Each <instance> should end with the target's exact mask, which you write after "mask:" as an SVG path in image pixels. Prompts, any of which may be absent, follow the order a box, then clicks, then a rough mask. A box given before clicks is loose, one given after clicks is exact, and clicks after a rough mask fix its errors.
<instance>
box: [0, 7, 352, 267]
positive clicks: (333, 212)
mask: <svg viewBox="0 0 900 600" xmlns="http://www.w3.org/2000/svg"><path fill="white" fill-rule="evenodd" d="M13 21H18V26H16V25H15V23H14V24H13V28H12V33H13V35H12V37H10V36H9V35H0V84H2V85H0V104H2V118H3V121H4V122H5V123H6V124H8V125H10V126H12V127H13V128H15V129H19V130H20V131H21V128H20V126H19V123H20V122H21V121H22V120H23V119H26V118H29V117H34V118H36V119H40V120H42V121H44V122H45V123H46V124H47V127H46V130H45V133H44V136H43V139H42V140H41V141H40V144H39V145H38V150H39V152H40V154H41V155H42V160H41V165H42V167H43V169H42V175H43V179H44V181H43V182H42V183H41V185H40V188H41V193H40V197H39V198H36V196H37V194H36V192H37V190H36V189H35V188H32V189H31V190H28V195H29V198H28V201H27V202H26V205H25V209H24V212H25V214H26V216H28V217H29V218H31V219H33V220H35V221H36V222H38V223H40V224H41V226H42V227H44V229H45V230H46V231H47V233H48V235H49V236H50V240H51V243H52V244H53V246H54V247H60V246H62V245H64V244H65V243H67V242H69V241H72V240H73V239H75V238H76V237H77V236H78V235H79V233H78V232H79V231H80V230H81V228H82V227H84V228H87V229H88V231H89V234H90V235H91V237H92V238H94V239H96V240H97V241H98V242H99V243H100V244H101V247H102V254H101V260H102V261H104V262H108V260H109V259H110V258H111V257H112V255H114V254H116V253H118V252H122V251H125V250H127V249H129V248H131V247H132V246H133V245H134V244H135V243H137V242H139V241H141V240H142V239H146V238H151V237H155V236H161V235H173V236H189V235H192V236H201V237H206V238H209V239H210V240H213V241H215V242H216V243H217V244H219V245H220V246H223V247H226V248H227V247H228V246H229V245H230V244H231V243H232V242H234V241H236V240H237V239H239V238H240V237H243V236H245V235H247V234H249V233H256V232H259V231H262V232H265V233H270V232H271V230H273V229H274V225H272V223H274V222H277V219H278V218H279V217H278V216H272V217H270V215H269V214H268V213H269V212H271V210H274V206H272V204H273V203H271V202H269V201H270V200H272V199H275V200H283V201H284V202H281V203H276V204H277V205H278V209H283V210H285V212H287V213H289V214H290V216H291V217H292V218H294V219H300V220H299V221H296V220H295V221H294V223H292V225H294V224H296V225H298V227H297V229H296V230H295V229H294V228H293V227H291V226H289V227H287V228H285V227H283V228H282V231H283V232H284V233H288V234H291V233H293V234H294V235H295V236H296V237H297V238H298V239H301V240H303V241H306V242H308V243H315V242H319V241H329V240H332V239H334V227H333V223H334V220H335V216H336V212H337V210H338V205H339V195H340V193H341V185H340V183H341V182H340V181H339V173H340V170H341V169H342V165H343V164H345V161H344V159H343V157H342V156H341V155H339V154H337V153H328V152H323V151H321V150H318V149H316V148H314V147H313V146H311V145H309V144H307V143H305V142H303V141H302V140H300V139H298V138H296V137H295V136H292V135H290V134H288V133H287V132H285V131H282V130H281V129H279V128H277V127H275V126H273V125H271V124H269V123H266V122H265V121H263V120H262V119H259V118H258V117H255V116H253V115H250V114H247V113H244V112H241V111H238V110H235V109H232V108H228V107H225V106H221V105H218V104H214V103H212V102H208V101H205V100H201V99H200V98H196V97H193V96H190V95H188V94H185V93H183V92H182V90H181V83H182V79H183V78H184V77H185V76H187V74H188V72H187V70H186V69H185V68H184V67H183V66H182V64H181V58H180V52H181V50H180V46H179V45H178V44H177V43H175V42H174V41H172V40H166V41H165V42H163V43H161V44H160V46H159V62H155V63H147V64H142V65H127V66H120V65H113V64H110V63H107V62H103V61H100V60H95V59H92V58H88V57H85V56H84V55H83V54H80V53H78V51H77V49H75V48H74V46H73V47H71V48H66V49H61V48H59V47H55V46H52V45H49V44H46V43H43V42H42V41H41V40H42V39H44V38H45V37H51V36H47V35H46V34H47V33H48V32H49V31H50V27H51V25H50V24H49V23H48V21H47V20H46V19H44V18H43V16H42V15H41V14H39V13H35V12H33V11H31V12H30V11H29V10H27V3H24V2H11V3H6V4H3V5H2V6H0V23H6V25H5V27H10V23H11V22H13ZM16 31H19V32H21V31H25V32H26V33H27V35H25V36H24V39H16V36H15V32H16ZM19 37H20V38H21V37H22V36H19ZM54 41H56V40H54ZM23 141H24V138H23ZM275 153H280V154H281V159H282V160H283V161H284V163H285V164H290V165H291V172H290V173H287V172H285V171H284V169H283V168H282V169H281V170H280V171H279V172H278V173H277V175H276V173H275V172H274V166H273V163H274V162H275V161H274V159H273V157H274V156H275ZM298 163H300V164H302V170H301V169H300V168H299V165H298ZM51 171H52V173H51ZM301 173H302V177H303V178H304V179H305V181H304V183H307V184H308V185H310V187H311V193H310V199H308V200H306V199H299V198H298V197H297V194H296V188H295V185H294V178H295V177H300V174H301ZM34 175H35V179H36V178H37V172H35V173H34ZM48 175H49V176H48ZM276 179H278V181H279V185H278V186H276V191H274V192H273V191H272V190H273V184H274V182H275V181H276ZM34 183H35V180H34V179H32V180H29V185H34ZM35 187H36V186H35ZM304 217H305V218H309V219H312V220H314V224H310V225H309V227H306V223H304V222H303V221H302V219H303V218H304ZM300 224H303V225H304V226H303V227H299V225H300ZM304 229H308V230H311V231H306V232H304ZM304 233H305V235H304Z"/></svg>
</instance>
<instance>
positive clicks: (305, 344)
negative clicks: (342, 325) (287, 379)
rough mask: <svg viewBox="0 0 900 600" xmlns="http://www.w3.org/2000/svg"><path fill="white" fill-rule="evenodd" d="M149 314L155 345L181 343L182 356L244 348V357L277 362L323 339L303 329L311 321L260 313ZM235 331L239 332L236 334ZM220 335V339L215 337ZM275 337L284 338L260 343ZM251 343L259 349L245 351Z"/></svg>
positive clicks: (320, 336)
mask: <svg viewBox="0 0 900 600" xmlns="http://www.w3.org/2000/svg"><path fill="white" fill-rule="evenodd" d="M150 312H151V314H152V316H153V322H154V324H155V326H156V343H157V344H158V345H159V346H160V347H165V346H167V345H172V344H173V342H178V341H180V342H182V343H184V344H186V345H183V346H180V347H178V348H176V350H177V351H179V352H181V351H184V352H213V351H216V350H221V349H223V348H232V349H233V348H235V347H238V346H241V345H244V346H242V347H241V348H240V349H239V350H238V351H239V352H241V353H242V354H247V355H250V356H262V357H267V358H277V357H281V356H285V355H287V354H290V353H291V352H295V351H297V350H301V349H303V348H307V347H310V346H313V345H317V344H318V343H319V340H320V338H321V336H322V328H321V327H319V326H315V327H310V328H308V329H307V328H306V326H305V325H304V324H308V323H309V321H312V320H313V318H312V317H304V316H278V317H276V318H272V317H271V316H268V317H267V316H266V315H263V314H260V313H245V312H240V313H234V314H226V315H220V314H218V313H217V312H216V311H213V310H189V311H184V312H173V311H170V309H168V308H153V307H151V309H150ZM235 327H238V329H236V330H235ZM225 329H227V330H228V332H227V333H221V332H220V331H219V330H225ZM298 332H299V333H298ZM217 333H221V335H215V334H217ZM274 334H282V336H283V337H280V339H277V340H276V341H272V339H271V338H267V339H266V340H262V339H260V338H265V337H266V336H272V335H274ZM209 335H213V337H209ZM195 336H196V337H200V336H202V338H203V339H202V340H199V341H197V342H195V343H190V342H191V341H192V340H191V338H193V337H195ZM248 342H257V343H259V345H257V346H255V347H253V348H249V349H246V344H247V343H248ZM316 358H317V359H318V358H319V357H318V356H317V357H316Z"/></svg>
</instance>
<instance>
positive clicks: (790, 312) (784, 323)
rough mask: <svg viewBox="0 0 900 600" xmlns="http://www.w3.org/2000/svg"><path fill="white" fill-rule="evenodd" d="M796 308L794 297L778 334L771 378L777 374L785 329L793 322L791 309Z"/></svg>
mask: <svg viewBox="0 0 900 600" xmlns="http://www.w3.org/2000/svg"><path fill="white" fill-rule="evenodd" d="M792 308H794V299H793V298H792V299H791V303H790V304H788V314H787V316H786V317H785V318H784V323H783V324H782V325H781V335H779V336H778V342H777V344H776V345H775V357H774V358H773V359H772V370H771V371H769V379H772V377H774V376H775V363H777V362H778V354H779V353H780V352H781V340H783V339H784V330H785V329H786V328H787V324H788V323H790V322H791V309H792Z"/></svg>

§ **Task brief**
Write out exactly the lines from the beginning of the material above through the line with "box: [0, 7, 352, 267]", including both and omitting all others.

§ **Solution for this problem**
Each <instance> should end with the target's exact mask, which you write after "mask:" as an SVG path in image pixels. Prompts, any of which may be absent, follow the order a box, then clicks, then a rough mask. A box given before clicks is loose, one given after clicks is exact, and clicks after a rough mask fix its errors.
<instance>
box: [0, 7, 352, 267]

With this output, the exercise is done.